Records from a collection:
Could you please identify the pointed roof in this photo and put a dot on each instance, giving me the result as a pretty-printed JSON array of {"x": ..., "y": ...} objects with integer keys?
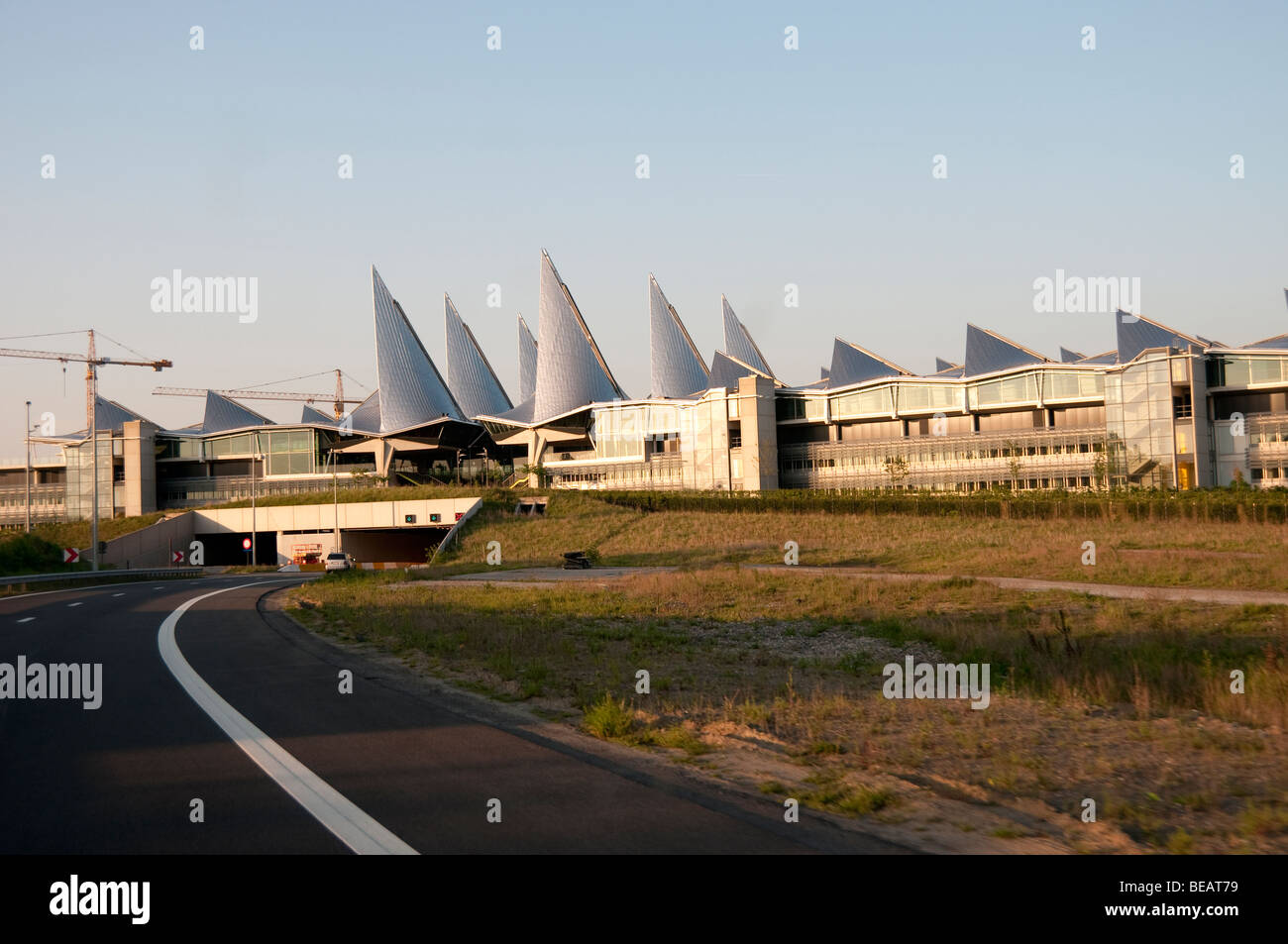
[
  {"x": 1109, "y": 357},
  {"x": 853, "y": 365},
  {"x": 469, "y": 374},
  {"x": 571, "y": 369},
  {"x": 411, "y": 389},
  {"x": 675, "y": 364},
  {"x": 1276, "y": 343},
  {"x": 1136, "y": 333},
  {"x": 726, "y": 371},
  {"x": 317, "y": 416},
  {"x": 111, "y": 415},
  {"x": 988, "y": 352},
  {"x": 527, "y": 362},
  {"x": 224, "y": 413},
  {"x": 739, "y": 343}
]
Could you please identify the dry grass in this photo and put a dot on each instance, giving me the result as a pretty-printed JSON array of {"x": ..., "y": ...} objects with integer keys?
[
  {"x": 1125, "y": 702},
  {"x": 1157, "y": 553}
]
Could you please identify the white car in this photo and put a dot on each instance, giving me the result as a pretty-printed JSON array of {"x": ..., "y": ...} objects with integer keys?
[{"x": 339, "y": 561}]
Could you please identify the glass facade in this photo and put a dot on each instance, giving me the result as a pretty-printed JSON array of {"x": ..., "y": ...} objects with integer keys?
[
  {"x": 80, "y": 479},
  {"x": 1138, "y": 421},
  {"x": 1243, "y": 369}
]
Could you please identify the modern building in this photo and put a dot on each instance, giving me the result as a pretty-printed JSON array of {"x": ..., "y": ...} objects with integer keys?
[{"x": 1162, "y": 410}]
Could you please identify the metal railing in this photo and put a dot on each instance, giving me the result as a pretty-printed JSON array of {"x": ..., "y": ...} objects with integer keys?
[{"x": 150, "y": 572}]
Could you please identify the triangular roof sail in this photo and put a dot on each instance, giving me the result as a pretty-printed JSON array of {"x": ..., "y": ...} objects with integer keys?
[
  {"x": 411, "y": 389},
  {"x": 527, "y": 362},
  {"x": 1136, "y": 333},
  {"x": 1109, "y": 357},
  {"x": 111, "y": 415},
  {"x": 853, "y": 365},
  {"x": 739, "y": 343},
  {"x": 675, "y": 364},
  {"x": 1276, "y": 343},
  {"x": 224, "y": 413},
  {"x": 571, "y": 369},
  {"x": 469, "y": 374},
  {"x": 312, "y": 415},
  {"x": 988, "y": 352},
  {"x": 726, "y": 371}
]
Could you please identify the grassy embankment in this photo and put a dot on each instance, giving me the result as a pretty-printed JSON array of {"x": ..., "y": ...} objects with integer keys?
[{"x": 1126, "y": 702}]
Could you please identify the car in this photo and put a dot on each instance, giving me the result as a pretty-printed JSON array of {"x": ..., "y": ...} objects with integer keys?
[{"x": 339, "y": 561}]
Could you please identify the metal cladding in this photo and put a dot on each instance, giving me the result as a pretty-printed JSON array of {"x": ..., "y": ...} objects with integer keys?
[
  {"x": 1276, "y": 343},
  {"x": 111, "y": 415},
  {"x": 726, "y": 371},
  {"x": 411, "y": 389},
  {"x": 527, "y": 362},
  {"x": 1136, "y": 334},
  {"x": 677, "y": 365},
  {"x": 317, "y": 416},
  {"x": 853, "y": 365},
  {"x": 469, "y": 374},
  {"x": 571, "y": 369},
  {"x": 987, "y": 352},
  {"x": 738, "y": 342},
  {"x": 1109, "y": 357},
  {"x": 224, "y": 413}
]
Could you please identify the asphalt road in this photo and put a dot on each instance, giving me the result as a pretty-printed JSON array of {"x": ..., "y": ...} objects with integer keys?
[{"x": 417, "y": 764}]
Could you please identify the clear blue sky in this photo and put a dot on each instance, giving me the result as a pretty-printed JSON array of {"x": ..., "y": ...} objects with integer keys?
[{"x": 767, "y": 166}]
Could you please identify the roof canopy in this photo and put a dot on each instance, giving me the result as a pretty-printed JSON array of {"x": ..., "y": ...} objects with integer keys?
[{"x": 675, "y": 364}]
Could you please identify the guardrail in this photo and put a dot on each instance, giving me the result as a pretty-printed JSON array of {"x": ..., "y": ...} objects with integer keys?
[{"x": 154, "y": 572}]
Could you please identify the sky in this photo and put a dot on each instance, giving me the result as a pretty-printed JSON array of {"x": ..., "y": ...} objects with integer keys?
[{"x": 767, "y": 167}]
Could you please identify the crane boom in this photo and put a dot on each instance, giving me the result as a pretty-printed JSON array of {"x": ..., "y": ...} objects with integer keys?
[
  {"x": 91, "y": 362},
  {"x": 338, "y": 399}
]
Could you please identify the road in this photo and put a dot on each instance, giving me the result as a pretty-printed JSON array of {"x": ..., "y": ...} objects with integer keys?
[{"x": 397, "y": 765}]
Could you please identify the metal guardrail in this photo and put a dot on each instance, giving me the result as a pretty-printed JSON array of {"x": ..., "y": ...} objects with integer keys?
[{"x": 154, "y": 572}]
--
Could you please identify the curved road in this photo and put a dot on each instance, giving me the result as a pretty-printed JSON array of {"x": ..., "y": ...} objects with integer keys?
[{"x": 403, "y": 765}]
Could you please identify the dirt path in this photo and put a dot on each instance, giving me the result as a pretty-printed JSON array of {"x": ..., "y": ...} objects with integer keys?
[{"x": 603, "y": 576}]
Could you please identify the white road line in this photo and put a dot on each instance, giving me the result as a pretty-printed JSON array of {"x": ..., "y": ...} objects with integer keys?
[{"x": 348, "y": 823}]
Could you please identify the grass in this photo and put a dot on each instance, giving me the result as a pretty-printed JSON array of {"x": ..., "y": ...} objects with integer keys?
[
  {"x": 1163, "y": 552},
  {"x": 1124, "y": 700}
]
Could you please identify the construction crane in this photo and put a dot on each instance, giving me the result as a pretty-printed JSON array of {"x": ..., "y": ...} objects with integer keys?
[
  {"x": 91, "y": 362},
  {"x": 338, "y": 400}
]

▸ **Prompt**: Pull out every line of the records above that contains the word "road", copying each line as it appears.

▸ **Task result**:
Could you please identify the asphalt road in this photo and put a dot on each instance, giving me the result as a pretty-printed JSON array of {"x": ..., "y": ...} objects with integer keys?
Could you please identify the road in this photo and put a dot on each instance, giving me the result as a pretty-printed JSON array of {"x": ..., "y": ...} objects with integer keys?
Could you please identify the curved road in this photo and put a dot on each instance, giving me the result as a pretty-printed JSON array of {"x": ..., "y": ...} objects with integer keys?
Could you please identify the white road line in this photo and put a dot on each instance, giving me the result as a pretty-printed JSON array of {"x": ..., "y": ...} objects with integer keys?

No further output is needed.